What to do —
Could you reproduce the data below, changing each "Reported" to "Recorded" and leaving everything else untouched?
____________
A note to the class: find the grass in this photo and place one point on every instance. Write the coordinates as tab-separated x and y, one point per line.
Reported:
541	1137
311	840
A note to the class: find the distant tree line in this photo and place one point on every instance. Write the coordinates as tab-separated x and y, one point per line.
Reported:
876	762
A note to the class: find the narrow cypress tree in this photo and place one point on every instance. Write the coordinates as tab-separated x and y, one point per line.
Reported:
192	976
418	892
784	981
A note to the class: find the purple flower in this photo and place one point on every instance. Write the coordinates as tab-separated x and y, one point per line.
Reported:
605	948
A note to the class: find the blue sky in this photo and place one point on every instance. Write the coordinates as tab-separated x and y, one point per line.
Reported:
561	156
____________
Result of this task —
A note to the class: find the grass in this photo and place one point on every instance. Write the coordinates as tab-separated x and y, one point per line.
Recorded:
541	1137
311	840
A note to the class: find the distant tree line in this photo and place one point on every instance. Write the coordinates as tab-separated x and y, one point per line.
Recorded:
876	762
A note to the class: find the narrow cypress tree in this photo and place one point on every instance. Write the coordinates as tab-separated x and y, one point per line.
Recorded:
192	976
418	892
784	981
A note to the class: find the purple flower in this photo and place one point on every instance. Write the coordinates as tab-separated x and y, one point per line.
Recorded:
605	948
A note to the class: find the blue sky in this photo and place one point on every instance. Write the coordinates as tab-separated x and y, one point per line.
Recorded:
561	156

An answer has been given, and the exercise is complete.